■ Required action: Look through the listing below for the string "muddy". Show each line where it occurs.

■ Data records:
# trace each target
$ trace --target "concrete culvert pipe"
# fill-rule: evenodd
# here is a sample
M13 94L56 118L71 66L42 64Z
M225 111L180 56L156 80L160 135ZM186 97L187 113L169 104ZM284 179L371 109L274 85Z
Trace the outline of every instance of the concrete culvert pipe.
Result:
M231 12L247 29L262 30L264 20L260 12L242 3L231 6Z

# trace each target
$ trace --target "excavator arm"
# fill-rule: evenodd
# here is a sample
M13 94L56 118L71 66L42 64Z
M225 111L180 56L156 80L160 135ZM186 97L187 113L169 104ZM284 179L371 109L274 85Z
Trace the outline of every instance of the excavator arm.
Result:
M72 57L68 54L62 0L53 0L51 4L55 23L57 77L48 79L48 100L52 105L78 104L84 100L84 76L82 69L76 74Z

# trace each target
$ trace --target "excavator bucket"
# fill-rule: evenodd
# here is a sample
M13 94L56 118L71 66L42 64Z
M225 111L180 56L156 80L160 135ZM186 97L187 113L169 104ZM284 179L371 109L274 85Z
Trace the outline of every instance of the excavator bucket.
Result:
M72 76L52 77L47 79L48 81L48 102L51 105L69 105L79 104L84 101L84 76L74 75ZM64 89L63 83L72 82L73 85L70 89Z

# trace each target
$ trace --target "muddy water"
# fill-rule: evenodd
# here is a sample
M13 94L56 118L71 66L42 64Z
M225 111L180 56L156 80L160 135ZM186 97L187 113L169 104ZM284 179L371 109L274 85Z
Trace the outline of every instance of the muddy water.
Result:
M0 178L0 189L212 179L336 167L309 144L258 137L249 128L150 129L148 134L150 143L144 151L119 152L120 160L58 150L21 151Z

■ Response for this exercise:
$ trace --target "muddy water"
Trace the outline of every instance of the muddy water.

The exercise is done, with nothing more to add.